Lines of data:
····················

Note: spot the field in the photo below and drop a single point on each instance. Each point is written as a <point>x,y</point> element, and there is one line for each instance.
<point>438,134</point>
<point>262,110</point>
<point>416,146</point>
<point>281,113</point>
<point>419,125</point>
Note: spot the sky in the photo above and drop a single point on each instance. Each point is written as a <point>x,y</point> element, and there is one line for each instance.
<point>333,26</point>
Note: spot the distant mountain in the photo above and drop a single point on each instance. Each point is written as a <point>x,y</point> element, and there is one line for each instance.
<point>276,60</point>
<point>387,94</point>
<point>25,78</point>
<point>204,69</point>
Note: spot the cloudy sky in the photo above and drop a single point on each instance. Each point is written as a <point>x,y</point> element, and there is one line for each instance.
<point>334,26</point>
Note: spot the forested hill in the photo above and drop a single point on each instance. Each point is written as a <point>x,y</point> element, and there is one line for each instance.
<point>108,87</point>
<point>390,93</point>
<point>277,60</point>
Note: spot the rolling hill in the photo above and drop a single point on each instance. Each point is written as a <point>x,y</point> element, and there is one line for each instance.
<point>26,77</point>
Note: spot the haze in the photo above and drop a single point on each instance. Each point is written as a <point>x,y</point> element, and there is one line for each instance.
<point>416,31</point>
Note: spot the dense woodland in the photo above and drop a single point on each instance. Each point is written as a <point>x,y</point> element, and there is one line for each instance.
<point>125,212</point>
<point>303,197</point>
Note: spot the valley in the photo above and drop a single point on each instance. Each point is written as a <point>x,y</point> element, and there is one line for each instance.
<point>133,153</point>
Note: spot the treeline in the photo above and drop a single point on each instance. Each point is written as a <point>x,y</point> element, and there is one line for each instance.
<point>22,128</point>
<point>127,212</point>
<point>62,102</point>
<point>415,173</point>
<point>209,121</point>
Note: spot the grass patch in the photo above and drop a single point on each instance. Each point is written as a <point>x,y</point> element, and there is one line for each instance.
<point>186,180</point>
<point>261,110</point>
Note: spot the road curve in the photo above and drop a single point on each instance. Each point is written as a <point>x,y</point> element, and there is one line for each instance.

····················

__Exercise directions__
Rewrite the records from the start through the line containing "<point>333,26</point>", replacing "drop a single point" with "place one point" and leaving everything else unchanged.

__Output__
Note: spot the field in the photo below and place one point on each instance. Each point is written as a <point>x,y</point> element, and there is one line for each instance.
<point>438,134</point>
<point>262,110</point>
<point>416,146</point>
<point>281,113</point>
<point>419,125</point>
Note: spot the sky in the photo above and place one point on each instance. Each point is written as a <point>x,y</point> element, and there is one line for each instance.
<point>333,26</point>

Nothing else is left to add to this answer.